Excerpts from labeled region data:
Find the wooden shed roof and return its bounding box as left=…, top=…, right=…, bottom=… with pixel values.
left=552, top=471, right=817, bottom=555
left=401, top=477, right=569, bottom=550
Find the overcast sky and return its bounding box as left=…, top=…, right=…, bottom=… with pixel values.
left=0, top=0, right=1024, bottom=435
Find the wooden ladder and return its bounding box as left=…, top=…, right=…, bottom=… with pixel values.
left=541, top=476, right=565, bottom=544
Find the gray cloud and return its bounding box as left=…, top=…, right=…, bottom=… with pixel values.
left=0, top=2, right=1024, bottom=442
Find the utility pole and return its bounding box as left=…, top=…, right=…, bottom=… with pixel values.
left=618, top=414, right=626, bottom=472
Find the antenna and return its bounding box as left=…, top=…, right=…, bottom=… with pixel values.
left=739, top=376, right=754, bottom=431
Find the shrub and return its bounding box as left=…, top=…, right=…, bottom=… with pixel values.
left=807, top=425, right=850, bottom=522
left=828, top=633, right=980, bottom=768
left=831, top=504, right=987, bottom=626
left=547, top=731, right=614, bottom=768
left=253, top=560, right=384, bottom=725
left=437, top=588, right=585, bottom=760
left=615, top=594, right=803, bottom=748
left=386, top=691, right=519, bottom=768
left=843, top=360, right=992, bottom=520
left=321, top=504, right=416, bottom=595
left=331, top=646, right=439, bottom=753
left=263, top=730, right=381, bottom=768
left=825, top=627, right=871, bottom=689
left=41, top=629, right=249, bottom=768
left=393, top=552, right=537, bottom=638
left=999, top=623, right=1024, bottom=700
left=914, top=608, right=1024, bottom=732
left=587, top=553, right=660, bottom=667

**What is being asked:** Starting at the top of the records and stopping after the line that contains "left=0, top=2, right=1024, bottom=442", write those lines out again, requests included. Rescale every coordinate in the answers by 0.4, rounding to whole numbers with halves rounded up.

**Result of this exercise:**
Find the wooden shed roof and return its bounding box as left=…, top=…, right=…, bottom=… with pixel values.
left=221, top=188, right=327, bottom=222
left=160, top=191, right=228, bottom=220
Find the overcast sky and return its bounding box as left=…, top=…, right=…, bottom=… with pixel values.
left=0, top=0, right=410, bottom=174
Find the wooden ladder and return its bounding box as left=…, top=…, right=…, bottom=… with pixel values.
left=216, top=190, right=226, bottom=218
Find the gray cloud and return its bounding box as left=…, top=…, right=…, bottom=… with pixel values.
left=0, top=1, right=410, bottom=177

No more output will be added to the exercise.